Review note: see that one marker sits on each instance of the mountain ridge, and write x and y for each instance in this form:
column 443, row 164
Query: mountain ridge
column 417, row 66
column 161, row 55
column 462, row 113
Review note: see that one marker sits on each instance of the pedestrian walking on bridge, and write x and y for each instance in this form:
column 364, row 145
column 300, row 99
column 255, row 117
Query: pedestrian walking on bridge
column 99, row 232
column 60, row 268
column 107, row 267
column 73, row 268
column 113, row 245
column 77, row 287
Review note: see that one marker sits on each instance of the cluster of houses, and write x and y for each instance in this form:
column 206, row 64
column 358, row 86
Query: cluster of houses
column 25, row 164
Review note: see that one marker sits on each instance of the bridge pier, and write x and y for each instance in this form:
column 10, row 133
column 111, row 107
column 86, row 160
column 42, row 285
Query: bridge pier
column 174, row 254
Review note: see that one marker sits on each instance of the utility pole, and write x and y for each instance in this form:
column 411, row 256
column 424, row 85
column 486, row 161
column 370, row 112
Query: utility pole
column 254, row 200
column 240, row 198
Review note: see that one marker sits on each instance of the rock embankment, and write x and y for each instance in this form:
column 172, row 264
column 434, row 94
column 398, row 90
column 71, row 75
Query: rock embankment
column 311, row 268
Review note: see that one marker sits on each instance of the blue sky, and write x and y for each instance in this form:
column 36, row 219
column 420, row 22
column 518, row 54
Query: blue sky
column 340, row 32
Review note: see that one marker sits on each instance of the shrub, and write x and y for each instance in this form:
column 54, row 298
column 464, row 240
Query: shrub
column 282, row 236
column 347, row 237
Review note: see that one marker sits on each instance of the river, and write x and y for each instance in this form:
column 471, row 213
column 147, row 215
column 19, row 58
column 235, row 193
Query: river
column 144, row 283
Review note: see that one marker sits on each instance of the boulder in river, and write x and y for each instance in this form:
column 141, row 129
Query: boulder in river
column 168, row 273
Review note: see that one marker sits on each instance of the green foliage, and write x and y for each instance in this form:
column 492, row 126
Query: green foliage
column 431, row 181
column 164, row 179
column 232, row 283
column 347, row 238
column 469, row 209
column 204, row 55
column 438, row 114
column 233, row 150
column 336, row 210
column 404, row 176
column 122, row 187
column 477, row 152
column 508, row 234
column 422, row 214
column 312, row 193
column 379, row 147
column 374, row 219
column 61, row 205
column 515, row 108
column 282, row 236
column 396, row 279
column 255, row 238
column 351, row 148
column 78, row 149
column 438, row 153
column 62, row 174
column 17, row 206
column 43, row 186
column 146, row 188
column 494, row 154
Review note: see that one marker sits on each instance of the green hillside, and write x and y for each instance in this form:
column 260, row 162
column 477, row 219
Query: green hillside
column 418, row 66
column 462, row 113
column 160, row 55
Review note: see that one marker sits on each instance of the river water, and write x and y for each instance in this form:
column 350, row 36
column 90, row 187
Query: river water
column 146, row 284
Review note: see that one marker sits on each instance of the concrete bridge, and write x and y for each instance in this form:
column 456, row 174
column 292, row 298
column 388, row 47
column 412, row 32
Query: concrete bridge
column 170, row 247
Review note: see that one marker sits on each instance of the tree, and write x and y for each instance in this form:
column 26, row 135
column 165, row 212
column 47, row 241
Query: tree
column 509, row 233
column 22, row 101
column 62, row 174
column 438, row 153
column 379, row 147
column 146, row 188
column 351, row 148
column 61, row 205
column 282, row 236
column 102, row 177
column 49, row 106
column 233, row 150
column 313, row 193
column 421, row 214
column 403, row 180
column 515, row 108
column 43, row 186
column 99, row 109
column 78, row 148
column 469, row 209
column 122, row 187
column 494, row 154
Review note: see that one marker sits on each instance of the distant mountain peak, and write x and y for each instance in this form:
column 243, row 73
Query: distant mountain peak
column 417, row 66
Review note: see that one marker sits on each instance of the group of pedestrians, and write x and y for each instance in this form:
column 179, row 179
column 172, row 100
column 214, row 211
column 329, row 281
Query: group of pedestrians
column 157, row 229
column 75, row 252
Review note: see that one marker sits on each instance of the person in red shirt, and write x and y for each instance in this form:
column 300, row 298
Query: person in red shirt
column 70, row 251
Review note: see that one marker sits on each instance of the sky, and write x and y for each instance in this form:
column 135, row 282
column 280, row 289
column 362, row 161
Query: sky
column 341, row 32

○ ○ ○ ○ ○

* [The problem]
Exactly the lines above from the one with "column 86, row 160" to the one with "column 370, row 112", both included, are to be quoted; leave the rest out.

* [The completed task]
column 86, row 160
column 42, row 285
Query: bridge pier
column 174, row 254
Review note: see that one marker sits on each instance of the utility pole, and write x and y for each instance in this form:
column 411, row 256
column 424, row 85
column 486, row 161
column 370, row 112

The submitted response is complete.